This baby's been in here for 11 days now (don't forget she was on the window sil for a week!) and so far all good..

Its still at 6cm but that is with the LST I did the other day. I did notice just now that the stem, just underneath its first (round) set of leaves has a small split in it. Other than that theres no sign of stress. 

And the new (3rd) set of leaves has 5 points whoop whoop! Anyway, here's some pics..


----------



## akirahz (Feb 6, 2008)

WoW!  lookin superb bro, shes mighty fine for 11 days, migh-Tee-Fine :beatnik:


----------



## Ganja_Greg (Feb 6, 2008)

Looking awsome thorn. kicking *** and taking names im stoned beyond normal. and i just got done staring at my plant for 45 min...  that **** is a trip. anyway good luck! GREEN MOJO!


----------



## Disco94 (Feb 7, 2008)

Lookin good brother!


----------



## trillions of atoms (Feb 7, 2008)

lookin good, keep um green!


----------



## Thorn (Feb 7, 2008)

Thanks guys. my fan is annoying me cos i wanna take off the clip, then put it inside or just outside the back of the grow box but _without_ it vibrating and humming grr! Not sure how to do it really :S


----------



## Ganja_Greg (Feb 7, 2008)

ya mine was annoying then i bought caulking and weather stripping and pretty much sound proofed it cept for ventilation holes sounds like a quiet fridge now lol.


----------



## Ganja_Greg (Feb 7, 2008)

id just make some DIY mount or somthing for the fan.  u can always strap some old trash or somthing together i always say if you can grow it for almost free and smoke it for free why not!


----------



## Crazy Horse (Feb 7, 2008)

Are you planning on an organic grow, or using chems? I use both, and have good results. They do pretty good on organics alone, but I like to give them a little "boost" here and there. CH


----------



## Thorn (Feb 8, 2008)

Same as you, by the sounds of it, crazy horse. Organic at the moment and once I got some sign of sex i'll add my other chemical fert for that boost


----------



## Thorn (Feb 8, 2008)

The leaves are growing tremendously (i don't even know if thats a word!!!) so i thought i'd take a pic or 2. I moved the grow space now to help reduce the humming of the fan, don't know if it worked but the fan is in a better place. It was really foing my nut in and if this doesn't work i think i'll finally go mad!!!

Anyway, just watered it so its a bit droopy, but here we go..


----------



## Disco94 (Feb 8, 2008)

Still looking strong


----------



## Thorn (Feb 9, 2008)

thanks Disco 

Went out last night and when i got back lights were on and she had perked up again  but i was completely baked and forgot to put her back right underneath the lights and this morning she was leaning so bad to one side haha. oh well, was gonna lst her again today but i'll wait til tomo when she's had a chance to straighten up


----------



## Ganja_Greg (Feb 9, 2008)

Thorn said:
			
		

> The leaves are growing tremendously (i don't even know if thats a word!!!) so i thought i'd take a pic or 2. I moved the grow space now to help reduce the humming of the fan, don't know if it worked but the fan is in a better place. It was really foing my nut in and if this doesn't work i think i'll finally go mad!!!

DATA EXTRACT
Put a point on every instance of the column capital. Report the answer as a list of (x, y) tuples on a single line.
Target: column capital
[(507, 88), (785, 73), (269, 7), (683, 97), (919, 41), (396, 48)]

TASK INSTRUCTIONS
[a] In the plant-growing thread, what did Ganja_Greg buy to quiet his own setup?
[b] Summarize the plant-growing thread in two sentences.

RESPONSES FOR EACH TASK
[a] Caulking and weather stripping.

[b] Thorn reports that an 11-day-old plant is doing well at 6cm after LST, with a small split in its stem but no other sign of stress, and other members praise how it looks. Thorn also struggles with a humming fan, gets advice about soundproofing and a DIY mount, moves the grow space, and plans to stay organic until the plant shows its sex before adding a chemical fertilizer.